--- start Source ---

Research on innovation policy in Central and Eastern Europe by Professor Slavo Radosevic has influenced policy in Slovenia and Belarus, and been used to assess the policies of new EU states (Bulgaria, Slovakia and Slovenia). His work has also influenced how the EU funds research through FP7 and Horizon 2020.

Innovation is a crucial and growing determinant of the competitiveness of economies - not only in terms of driving economic progress and human wellbeing, but in meeting global challenges such as climate change. There is also an increasing realisation that governments have an important part to play in nurturing innovation. Whereas mainstream economic perspectives focus on the business and legal environment as the major determinant of growth, this neo-Schumpeterian approach focuses on an economy's capacity to create technological change.

--- end Source ---
--- start Listed entries ---

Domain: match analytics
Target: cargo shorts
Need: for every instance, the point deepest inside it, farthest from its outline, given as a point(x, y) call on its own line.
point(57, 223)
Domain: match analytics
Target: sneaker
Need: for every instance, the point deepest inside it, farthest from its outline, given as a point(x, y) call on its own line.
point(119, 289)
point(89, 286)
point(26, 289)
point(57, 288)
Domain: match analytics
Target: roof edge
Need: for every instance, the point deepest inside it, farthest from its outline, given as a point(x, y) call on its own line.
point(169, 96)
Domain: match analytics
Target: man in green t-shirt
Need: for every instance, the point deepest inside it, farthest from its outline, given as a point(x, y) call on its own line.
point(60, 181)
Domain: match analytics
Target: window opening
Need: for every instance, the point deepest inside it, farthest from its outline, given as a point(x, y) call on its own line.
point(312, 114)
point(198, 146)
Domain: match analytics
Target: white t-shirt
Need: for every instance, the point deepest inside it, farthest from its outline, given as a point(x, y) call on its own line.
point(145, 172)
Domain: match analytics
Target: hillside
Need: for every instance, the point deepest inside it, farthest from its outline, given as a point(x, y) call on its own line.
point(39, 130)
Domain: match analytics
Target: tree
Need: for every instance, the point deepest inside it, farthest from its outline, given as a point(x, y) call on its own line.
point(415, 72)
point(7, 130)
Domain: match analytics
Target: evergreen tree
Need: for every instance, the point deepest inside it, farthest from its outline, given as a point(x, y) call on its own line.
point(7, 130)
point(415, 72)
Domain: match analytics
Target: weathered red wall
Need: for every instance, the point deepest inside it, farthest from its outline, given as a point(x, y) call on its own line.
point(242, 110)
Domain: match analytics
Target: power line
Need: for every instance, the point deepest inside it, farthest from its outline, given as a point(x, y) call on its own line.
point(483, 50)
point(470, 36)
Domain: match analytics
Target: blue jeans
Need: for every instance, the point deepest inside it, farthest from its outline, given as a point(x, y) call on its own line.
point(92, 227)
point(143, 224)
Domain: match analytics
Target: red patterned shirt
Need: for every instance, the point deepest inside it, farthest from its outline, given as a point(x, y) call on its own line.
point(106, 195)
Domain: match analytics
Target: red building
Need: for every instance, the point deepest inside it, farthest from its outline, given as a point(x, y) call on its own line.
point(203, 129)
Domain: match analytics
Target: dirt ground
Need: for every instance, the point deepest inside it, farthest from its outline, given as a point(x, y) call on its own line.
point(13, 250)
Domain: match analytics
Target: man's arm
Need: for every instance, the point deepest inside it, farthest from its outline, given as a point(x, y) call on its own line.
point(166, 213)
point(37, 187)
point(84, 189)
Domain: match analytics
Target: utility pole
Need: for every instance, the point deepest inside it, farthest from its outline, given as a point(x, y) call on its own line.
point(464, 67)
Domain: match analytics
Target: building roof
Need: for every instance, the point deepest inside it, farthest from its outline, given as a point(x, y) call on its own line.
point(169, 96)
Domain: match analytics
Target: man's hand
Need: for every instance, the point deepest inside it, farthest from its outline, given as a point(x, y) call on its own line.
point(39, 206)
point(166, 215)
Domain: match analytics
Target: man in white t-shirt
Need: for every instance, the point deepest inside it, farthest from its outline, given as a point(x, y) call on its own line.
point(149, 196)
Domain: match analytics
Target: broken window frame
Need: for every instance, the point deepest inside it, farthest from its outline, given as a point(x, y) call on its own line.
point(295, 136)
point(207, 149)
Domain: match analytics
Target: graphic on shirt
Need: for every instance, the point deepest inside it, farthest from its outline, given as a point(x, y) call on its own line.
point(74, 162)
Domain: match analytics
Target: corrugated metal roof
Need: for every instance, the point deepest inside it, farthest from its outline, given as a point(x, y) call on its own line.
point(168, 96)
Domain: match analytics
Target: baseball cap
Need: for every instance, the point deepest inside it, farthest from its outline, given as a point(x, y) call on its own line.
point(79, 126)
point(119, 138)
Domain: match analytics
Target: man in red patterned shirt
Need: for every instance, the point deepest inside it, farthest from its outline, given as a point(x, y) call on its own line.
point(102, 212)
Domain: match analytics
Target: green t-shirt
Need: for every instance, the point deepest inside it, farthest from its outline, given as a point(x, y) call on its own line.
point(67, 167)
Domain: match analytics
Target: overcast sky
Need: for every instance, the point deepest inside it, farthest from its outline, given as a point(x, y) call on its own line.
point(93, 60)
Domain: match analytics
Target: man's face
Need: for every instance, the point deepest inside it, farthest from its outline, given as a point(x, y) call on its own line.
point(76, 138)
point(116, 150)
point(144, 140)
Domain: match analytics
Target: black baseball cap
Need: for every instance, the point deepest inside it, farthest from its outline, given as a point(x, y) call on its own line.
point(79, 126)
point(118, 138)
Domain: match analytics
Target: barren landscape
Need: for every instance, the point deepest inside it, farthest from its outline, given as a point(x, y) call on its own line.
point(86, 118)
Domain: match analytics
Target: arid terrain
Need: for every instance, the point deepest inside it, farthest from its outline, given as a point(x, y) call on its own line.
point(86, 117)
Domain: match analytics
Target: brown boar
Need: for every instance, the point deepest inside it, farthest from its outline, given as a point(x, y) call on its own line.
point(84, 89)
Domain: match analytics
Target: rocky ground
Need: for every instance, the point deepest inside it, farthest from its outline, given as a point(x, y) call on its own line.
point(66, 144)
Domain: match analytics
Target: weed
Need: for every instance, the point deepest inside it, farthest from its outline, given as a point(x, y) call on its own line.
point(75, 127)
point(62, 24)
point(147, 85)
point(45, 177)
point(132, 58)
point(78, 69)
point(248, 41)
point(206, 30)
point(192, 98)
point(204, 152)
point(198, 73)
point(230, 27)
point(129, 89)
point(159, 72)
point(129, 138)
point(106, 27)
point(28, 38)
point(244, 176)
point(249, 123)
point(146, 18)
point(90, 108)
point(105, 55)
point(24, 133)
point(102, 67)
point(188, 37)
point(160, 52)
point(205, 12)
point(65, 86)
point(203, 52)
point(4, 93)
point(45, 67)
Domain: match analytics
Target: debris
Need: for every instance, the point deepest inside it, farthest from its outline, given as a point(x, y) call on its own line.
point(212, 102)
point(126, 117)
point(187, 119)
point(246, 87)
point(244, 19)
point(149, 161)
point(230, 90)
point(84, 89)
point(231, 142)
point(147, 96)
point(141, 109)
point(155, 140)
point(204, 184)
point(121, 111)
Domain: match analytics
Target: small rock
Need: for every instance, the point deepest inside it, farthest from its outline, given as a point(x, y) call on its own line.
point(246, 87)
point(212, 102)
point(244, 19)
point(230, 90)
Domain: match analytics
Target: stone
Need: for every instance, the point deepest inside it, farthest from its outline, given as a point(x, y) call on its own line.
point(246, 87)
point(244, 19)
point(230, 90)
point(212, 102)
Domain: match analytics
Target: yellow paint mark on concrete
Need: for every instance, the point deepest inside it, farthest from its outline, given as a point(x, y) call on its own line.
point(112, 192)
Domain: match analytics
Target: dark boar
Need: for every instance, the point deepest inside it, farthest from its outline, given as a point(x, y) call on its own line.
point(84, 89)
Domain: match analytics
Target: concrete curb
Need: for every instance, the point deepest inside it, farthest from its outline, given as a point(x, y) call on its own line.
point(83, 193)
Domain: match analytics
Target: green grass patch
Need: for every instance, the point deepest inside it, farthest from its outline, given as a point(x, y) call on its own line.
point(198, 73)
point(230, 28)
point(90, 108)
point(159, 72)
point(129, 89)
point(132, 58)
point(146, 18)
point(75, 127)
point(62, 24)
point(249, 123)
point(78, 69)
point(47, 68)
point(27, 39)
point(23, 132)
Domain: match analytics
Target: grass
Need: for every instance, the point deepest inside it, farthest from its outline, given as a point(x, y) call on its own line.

--- end Listed entries ---

> Written task: Extend the passage above on innovation policy research in Central and Eastern Europe, picking up right after its final sentence.

> Exercise answer:
Yet even as this perspective becomes more popular, low- and middle-income countries of Central and Eastern Europe and the former Soviet Union face specific challenges in upgrading support for innovation: as Professor Slavo Radosevic (UCL School of Slavonic & East European Studies) argues, they seek to implement policies in a context of simultaneous government and market failure, and thus require a new approach rooted in system and capability failure. He has shown how the transition from socialism has affected innovation capacity in these countries, and how their innovation policies should be adapted to become more conducive to growth.

In 2010, Professor Radosevic advised Slovenia on its innovation policy as the team leader of a policy mix group which led to the adoption by the National Assembly of the Resolution on Research and Innovation Strategy of Slovenia 2011-20. Thanks to the redesign of the Slovenian strategy for smart specialisation, Slovenia was able to draw on European Structural Funds in 2014-2020. In 2014, Professor Radosevic assisted the Croatian Ministry of Economy to improve its smart specialisation strategy and thus meet EU requirements for drawing on structural funds.

In Belarus, a report co-authored by Professor Radosevic led to the implementation of laws on innovation policy and intellectual property, as well as presidential decrees changing public financing to support innovation, and increasing funding for the Belarusian Innovation Fund.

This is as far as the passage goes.